REQUIRED ACTION —
Please transcribe the data exactly, with nothing left out.

(Stored items from a collection)
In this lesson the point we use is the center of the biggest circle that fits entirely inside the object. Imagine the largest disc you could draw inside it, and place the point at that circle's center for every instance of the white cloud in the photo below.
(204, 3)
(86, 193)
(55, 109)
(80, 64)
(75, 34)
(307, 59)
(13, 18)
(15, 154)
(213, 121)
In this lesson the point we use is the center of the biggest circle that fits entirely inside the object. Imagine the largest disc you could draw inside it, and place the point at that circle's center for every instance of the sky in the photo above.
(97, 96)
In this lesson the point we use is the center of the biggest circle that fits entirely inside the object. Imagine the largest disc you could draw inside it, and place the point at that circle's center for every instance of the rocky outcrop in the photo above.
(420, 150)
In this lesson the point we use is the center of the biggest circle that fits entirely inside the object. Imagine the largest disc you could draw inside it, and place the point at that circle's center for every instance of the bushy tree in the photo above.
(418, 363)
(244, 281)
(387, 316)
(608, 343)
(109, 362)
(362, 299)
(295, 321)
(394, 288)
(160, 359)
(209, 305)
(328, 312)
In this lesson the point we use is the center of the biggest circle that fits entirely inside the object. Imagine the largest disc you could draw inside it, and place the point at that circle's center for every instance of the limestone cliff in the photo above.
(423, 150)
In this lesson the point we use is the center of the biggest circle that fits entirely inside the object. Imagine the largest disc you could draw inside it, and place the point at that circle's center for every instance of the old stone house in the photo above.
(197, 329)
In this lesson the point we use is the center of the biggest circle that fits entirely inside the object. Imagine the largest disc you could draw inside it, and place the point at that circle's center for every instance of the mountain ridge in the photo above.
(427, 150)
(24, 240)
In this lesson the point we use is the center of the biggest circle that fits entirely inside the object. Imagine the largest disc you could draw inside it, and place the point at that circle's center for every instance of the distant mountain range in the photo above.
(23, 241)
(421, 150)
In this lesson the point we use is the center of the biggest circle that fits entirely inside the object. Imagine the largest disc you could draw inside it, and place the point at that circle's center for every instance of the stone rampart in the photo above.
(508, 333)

TASK OUTPUT —
In this lesson the point we use is the center of the biggest circle that fits entirely inside the object. Imagine the largest disc you could draw inside it, and place the point at that circle's center for every instance of the white cloud in the photo below.
(204, 3)
(86, 193)
(55, 109)
(80, 64)
(75, 34)
(307, 59)
(13, 18)
(15, 154)
(213, 121)
In this lesson the point we use is the center of the biggest circle that fits entirely inside the object. Imagine the largest disc you could draw inside it, and place the point at that circle's center for every instance of the sky in the photo above.
(97, 96)
In this lesson the point we use is the center of the biggest circle that fits entirely inside the object. Imagine the largest disc you could draw inside it, and place the point at that circle's center for every instance of the rocky outcrop in the photo above.
(420, 150)
In this lesson the point we use is the center of the biggest circle that fits entirely inside the object. Imagine the largest disc you could draw inside it, and place the point at that circle's center for every instance of the bushy tree in the photo above.
(418, 363)
(244, 281)
(387, 316)
(608, 343)
(109, 362)
(362, 299)
(295, 321)
(394, 288)
(160, 359)
(209, 305)
(328, 312)
In this lesson the point we use is the center of the biggest circle that fits entirely inside the object. Imagine the largest disc you could draw inside it, and place the point at that circle's center for every instance of the limestone cliff in the photo above.
(423, 150)
In this lesson the point we use is the center of the biggest circle that fits entirely inside the object. Imagine the largest disc you could draw inside it, and place the point at that circle's center for every instance of the old stone house in the photo above.
(197, 329)
In this lesson the point we use is the center of the biggest circle that fits entirely inside the object. Imagine the largest disc you could draw inside it, and place the point at that circle's center for every instance of the mountain ridge in the photo above.
(427, 150)
(24, 240)
In this lesson the point we use is the center of the biggest circle that fits entirely inside the object. Imagine the largest disc you could draw inside it, and place the point at that circle's center for every instance of the distant mountain range in the photo above.
(23, 241)
(421, 150)
In this lesson the point we use is the center of the biggest circle that fits entirely inside the object. Imagine the largest disc you could draw inside it, and place the point at that circle's center for every instance of the stone rampart in the photo above.
(508, 333)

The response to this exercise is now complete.